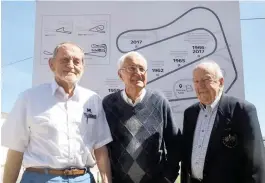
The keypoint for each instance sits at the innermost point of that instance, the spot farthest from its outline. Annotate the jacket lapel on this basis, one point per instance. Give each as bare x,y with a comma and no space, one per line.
218,127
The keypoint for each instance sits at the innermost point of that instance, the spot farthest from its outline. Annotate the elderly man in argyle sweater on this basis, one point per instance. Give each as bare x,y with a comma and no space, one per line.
145,147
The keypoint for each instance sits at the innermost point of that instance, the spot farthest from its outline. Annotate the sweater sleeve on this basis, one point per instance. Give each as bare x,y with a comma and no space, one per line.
172,139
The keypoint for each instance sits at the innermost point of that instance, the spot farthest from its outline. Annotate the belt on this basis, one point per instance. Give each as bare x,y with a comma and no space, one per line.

• _EXERCISE DESCRIPTION_: Reproduce the text of all the items above word for word, without the pictures.

• _EXERCISE RESPONSE_:
The keypoint for each instance sits at the innermost point of that instance, the spot farthest from its outline. Annotate the jacket lapel on this basis, one point per instance. Give each as bare x,y with a comma and no space, one per line.
218,127
The keypoint for each instance sits at the innermost point of that instance, the spot farthest from its outline. Annotate the elderly man in argyle sweater on this basis, one point per instance. Give each as bare x,y with a comma and no space, one per line.
145,147
The keypoint for each instance sits at the innermost point of that instance, the spot farthest from its outline. Annotate the sweater sleeve on this basis, one point per instance. Give each as bare x,y with a comma and no space, one per line.
172,139
The keypoint for each instance sits at the innermost point of that instance, the spot farthest from its outline. Annotate the belt on this basis, one point per instance. Give each as bare x,y with a comma and no space, one per line.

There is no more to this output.